Records from a dataset
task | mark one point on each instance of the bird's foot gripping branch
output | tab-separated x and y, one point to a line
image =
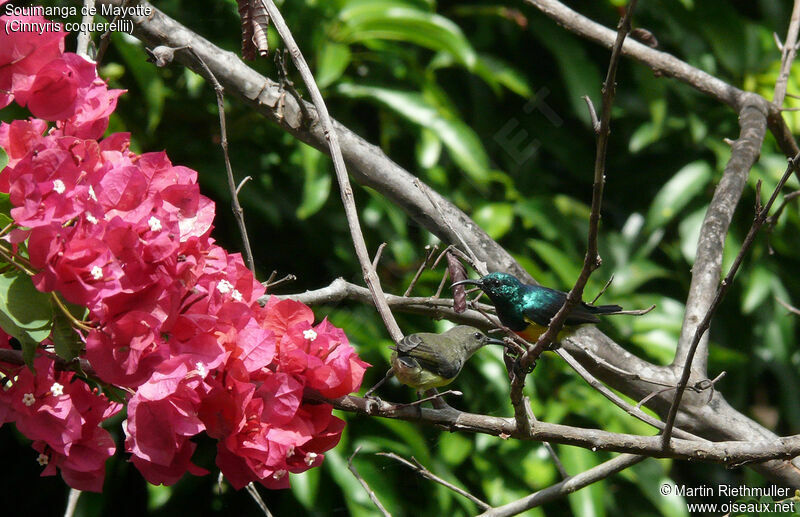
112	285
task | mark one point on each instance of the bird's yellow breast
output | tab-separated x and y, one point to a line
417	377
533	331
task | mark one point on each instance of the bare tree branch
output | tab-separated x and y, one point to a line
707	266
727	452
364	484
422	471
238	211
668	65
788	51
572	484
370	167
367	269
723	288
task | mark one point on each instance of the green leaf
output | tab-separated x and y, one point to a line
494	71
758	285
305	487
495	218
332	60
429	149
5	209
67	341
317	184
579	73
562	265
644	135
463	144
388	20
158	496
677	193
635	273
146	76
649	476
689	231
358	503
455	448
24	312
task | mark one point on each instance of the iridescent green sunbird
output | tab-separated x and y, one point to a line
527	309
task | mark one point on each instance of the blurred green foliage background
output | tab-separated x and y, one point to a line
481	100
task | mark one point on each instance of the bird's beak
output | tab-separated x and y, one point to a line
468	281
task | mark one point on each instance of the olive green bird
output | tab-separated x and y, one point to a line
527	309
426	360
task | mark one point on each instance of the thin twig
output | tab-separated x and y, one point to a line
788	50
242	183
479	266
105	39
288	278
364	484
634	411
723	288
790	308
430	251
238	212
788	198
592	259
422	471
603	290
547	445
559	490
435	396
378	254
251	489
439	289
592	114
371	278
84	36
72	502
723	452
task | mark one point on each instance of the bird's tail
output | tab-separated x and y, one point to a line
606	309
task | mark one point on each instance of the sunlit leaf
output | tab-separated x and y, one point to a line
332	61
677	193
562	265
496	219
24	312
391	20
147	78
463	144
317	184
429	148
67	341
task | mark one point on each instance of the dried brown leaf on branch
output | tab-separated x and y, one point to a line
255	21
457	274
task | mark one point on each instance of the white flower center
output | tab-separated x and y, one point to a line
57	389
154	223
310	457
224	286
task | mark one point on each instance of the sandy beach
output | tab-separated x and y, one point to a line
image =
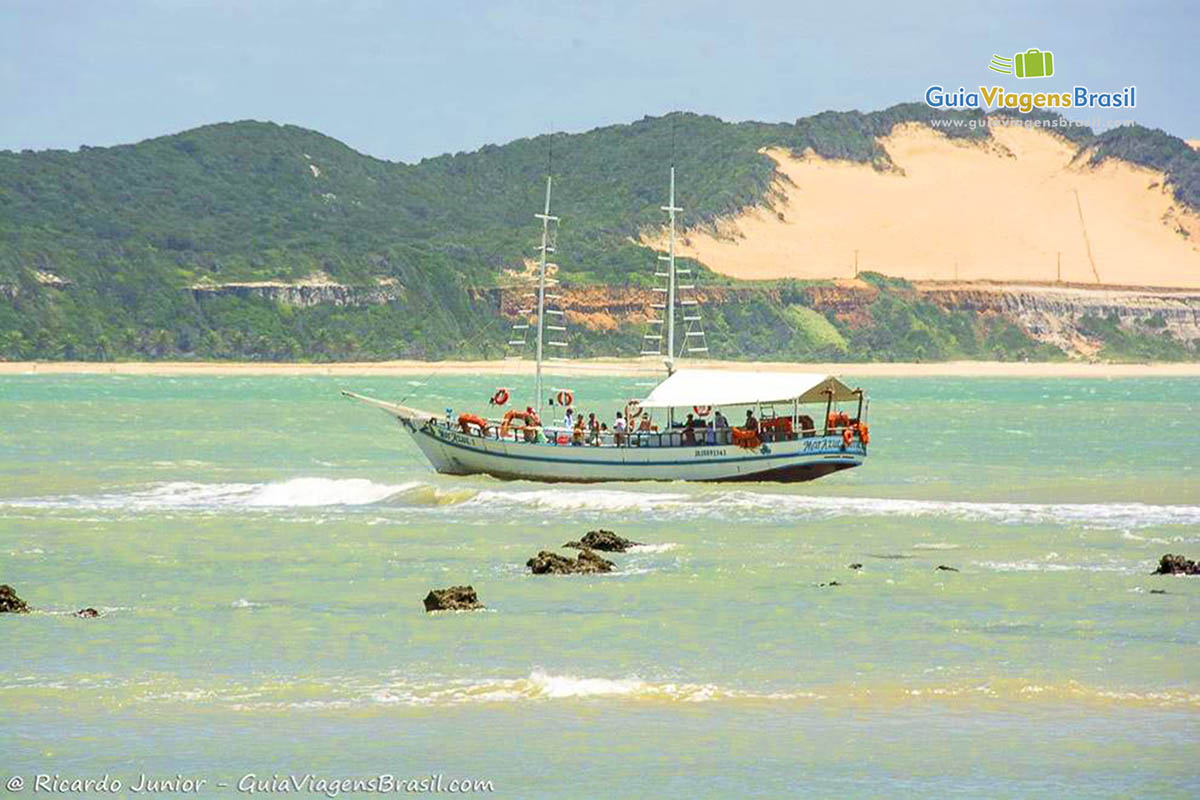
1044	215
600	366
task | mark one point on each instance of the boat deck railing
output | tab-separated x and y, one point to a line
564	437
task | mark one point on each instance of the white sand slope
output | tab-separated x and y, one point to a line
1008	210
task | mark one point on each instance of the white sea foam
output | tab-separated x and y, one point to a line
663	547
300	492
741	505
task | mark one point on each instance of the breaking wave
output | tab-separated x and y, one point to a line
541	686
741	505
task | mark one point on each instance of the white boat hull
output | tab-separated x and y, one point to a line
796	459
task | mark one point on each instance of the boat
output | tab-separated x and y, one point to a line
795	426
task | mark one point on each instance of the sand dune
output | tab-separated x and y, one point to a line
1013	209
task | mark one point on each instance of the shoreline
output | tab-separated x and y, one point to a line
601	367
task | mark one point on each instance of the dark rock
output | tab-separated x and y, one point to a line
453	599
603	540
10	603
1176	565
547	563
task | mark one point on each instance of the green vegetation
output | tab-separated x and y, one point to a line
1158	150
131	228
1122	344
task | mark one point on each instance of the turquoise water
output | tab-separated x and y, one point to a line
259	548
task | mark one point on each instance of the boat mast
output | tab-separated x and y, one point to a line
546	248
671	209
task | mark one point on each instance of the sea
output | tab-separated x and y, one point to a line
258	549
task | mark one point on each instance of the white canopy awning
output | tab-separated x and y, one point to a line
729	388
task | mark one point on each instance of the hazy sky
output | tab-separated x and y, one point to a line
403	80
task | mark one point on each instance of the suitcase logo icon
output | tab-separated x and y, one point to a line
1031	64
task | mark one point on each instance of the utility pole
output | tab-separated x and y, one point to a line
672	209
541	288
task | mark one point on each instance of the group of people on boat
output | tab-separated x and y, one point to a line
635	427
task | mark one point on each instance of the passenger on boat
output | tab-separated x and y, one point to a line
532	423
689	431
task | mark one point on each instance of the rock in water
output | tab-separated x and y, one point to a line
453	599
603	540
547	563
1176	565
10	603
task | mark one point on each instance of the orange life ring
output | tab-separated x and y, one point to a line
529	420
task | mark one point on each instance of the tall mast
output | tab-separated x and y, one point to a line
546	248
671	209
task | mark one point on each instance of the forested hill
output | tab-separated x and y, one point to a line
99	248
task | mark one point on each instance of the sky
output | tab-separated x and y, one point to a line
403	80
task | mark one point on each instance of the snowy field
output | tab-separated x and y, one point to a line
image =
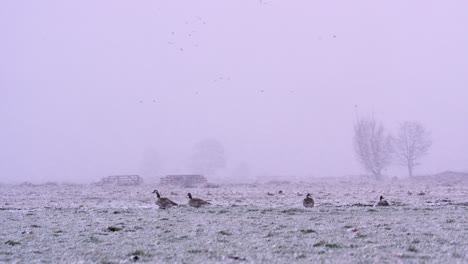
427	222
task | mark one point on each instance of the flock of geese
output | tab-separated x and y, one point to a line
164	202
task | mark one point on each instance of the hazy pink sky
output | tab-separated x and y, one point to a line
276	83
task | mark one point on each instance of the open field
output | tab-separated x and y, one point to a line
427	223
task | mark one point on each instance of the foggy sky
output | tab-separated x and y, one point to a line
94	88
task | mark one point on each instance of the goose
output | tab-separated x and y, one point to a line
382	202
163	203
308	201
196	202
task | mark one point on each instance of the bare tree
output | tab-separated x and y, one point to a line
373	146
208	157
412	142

[Problem statement]: Leave the pictures out and copy the rest of the data exactly.

[Reply to the exercise]:
task | mark one point on each instance of the bird's foot gripping branch
output | tab-separated x and y, one point to a line
image =
112	285
task | mark one point on each instance of the bird's yellow breast
output | tab-separated x and y, one point to a line
417	377
533	331
task | mark one point on each instance of the bare tree branch
output | tab-separated x and y, one point to a line
707	266
727	452
364	484
422	471
238	211
668	65
788	51
572	484
370	167
367	269
723	288
task | mark one point on each instance of the green leaf
output | tab-separated x and y, one point to a line
494	71
758	285
305	487
495	218
332	60
429	149
5	209
67	341
317	184
579	73
562	265
644	135
463	144
388	20
158	496
677	193
635	273
146	76
649	476
689	231
358	503
455	448
24	312
task | mark one point on each instance of the iridescent green sunbird
output | tab-separated x and y, one point to a line
527	309
task | mark one point on each instance of the blurred green foliage background
output | tab-separated x and y, one point to a line
481	100
task | mark one point on each instance of the bird's beak
output | tab-separated x and y, one point to a line
468	281
task | mark one point on each instance of the olive green bird
output | tab-separated x and y, one point to a line
527	309
426	360
task | mark one point on each instance of the thin twig
output | tab-separated x and y, one point to a line
788	50
242	183
479	266
105	39
288	278
364	484
634	411
723	288
790	308
430	251
238	212
788	198
592	259
422	471
603	290
547	445
559	490
435	396
378	254
251	489
439	289
592	114
371	278
84	36
72	502
723	452
task | mark one point on each instance of the bird's tail
output | tab-separated x and y, one point to a line
606	309
task | mark one point on each instance of the sunlit leaf
output | tab-separated x and y, one point to a line
332	61
677	193
562	265
496	219
24	312
391	20
147	78
463	144
317	184
429	148
67	341
task | mark one point on each instance of the dried brown leaf on branch
output | tab-separated x and y, one point to a line
255	21
457	274
task | mark one point on each instance of the white flower center
output | tab-separated x and y, one point to a line
57	389
154	223
310	457
224	286
task | mark one point on each instance of the sandy beach
output | tab-separated x and y, one point to a line
image =
1044	215
600	366
task | mark one point on each instance of the boat deck railing
output | tab-separated x and y, one point to a line
564	437
task | mark one point on each instance of the white sand slope
output | tab-separated x and y, one point to a line
1008	210
task | mark one point on each instance of the white sea foam
output | tab-separated x and y, one point to a line
663	547
300	492
741	505
task | mark one point on each instance of the breaking wave
output | tab-separated x and y, one point to a line
541	686
741	505
task | mark one point on each instance of the white boat hull
output | tab-separated x and y, one point to a line
796	459
task | mark one point on each instance of the boat
output | tab-separated x and y, one point to a line
795	426
task | mark one point on each instance of the sand dune
output | tab-separated x and y, one point to a line
1013	209
task | mark one point on each instance of the shoreline
output | tab-separated x and y, one point to a line
601	367
task | mark one point on each instance of the dark rock
output | tab-separated x and y, one point to a line
453	599
603	540
10	603
1176	565
547	563
task | mark one point on each instance of the green vegetation
output | tab-separated x and y, one point to a line
1158	150
131	228
1122	344
task | mark one point on each instance of the turquoise water
output | tab-separated x and y, one point to a line
259	548
task | mark one point on each instance of the boat mast
output | tab-separated x and y, one point to a line
546	248
671	209
task | mark one point on each instance of the sea
output | tab-separated x and y, one point to a line
258	549
task | mark one point on each instance of the white canopy awning
output | tab-separated x and y, one point to a line
729	388
task | mark one point on each instance of the hazy sky
output | tab-separated x and y, one point to a line
403	80
task | mark one point on each instance of the suitcase logo icon
output | tab-separated x and y, one point to a line
1031	64
task | mark one point on each instance of the utility pole
output | tab-separated x and y, one point to a line
672	209
541	288
task | mark one point on each instance of the group of people on boat
output | tab-separated x and y, one point to a line
635	427
task | mark one point on each instance of the passenger on boat
output | tab-separated x and y, one point to a line
532	423
689	431
task | mark one point on each instance of the rock in water
output | tab-separated x and y, one point to a line
453	599
603	540
547	563
1176	565
10	603
task | mark one point on each instance of the orange life ring
output | tab-separated x and y, one point to a line
529	420
task | mark one point on each instance of the tall mast
output | tab-separated x and y, one point to a line
546	248
671	209
task | mark one point on each instance of the forested hill
output | tab-separated x and y, one point to a line
99	248
task | mark one point on each instance of the sky
output | tab-separated x and y, one point to a line
403	80
task | mark one point on each instance of the snowy field
output | tab-separated x and y, one point to a line
image =
427	222
task | mark one point on each instance of the flock of geese
output | tab-separated x and y, one point to a line
164	202
task | mark one point on each instance of the hazy pink sky
output | tab-separated x and y, one point to a line
276	83
task | mark one point on each instance of the open field
output | tab-separated x and y, one point to a line
427	223
task | mark one point on each instance of the foggy sky
output | tab-separated x and y, one point to a line
94	88
task | mark one point on each instance of the goose
output | tab-separated x and y, one point to a line
382	202
163	203
308	201
196	202
task | mark one point on each instance of the bare tree
output | tab-separated x and y, one point to a line
373	146
208	157
412	142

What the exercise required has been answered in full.